▶ Work to complete: Go over the material below and report every line that contains the word "road".
──────
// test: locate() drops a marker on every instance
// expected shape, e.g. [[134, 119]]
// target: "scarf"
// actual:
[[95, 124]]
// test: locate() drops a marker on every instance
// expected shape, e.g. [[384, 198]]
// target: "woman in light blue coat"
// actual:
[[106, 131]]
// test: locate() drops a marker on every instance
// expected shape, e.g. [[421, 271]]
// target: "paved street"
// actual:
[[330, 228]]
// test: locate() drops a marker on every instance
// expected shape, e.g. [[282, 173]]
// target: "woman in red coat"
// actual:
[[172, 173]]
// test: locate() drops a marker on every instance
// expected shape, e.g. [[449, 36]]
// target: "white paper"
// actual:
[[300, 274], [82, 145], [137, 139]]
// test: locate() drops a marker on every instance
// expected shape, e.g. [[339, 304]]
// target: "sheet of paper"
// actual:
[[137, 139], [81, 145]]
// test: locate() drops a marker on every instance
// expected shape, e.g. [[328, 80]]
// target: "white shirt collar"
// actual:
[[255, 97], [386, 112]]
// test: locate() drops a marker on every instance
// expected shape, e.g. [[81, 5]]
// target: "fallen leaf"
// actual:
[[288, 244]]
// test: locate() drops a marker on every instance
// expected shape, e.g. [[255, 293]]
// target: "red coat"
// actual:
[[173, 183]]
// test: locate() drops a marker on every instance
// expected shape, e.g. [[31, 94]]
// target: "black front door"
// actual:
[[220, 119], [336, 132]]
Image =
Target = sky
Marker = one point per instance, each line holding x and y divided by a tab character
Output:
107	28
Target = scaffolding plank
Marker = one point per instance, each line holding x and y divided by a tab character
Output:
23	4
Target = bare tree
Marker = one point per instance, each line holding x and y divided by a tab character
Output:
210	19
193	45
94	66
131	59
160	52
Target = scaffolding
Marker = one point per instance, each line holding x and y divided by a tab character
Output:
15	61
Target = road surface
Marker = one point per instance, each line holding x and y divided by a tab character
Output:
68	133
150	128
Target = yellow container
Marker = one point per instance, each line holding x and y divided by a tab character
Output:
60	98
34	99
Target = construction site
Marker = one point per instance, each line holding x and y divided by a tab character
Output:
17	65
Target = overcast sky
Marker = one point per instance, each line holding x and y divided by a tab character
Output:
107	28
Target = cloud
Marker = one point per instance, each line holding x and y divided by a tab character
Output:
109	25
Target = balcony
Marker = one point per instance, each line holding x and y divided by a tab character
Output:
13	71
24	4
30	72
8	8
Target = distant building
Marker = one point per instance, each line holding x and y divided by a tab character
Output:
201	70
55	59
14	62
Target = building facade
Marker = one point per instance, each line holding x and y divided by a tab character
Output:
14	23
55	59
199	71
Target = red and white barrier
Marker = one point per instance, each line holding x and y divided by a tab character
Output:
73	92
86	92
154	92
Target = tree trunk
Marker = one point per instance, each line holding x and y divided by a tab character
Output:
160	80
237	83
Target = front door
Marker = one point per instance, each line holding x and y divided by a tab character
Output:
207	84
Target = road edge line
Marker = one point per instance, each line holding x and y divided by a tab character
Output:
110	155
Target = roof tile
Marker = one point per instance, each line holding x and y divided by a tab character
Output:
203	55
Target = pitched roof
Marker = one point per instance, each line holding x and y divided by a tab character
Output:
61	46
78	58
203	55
──────
▶ Result for this task:
Target = road surface
Target = road edge line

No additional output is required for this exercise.